Task:
Would you restate all the entries exactly, leaving nothing out?

Provided data:
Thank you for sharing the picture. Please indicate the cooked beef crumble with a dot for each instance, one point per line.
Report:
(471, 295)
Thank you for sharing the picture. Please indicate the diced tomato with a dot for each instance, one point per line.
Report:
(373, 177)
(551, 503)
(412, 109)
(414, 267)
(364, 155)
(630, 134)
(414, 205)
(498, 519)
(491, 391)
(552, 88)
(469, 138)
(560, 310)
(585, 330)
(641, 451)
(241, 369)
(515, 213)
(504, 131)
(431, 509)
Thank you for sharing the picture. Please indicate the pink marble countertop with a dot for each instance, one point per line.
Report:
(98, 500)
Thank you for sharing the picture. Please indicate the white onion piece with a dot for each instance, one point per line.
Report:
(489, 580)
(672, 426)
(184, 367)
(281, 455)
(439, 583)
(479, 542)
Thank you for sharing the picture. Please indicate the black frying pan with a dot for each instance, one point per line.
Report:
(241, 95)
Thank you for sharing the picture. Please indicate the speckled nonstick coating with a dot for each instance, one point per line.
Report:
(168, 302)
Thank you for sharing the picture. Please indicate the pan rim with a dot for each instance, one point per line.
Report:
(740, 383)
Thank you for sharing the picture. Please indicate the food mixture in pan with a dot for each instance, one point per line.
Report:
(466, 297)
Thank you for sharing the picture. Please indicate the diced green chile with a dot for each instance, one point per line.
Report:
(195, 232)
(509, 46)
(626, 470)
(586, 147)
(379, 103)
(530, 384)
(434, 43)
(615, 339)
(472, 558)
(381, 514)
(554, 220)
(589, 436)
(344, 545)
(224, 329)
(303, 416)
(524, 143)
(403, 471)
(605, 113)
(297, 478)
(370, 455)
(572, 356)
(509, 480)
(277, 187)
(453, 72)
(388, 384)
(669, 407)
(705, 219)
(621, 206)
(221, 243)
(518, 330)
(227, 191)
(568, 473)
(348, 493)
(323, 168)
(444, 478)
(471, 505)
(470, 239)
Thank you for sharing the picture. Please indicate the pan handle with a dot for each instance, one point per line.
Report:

Solution below:
Thank you for sharing the picture. Please indicate the cooked beef crumble with a dot for each instance, one point per line.
Report:
(471, 295)
Thank you for sharing the picture. Please indicate the diced tomato with a dot for each instance, one point per line.
Report:
(373, 177)
(551, 503)
(412, 109)
(414, 267)
(364, 155)
(630, 134)
(414, 205)
(498, 519)
(491, 391)
(552, 88)
(469, 138)
(560, 310)
(585, 330)
(641, 451)
(241, 369)
(515, 213)
(504, 131)
(431, 509)
Thank you for sharing the picture. Please indicate the pink marble countertop with a dot for each instance, one point per line.
Report:
(98, 500)
Thank you for sharing the picture. Please indicate the white onion piece with a dot for each instance, one point per line.
Report:
(489, 580)
(672, 426)
(184, 367)
(281, 455)
(439, 583)
(479, 542)
Thank you for sharing the picture. Please indicate the black frying pan with a dot for each instance, one point per line.
Report:
(241, 95)
Thank you for sharing the picture. Please indicate the speckled nonstick coating with a dot for each instance, one point per line.
Report:
(168, 302)
Thank you for sharing the picture. Please indicate the pan rim with a dot for each instance, one point per line.
Report:
(740, 383)
Thank you for sharing the picture. Please indicate the food mixture in pan with a dot for each instance, one point per line.
Report:
(466, 297)
Thank you for sharing the picture. Please indicate the diced green chile with a dot for each instance, one point per line.
Report:
(195, 232)
(509, 46)
(626, 470)
(586, 147)
(379, 103)
(530, 384)
(434, 43)
(615, 339)
(472, 558)
(381, 514)
(554, 220)
(589, 436)
(344, 545)
(224, 329)
(303, 416)
(524, 143)
(403, 471)
(605, 113)
(297, 478)
(370, 455)
(572, 356)
(509, 480)
(277, 187)
(453, 72)
(388, 384)
(669, 407)
(705, 219)
(621, 206)
(221, 243)
(518, 330)
(227, 191)
(568, 473)
(348, 493)
(323, 168)
(444, 478)
(471, 505)
(470, 239)
Thank you for sharing the picture. Please indicate the pan handle with a dot for each instance, one point per line.
Report:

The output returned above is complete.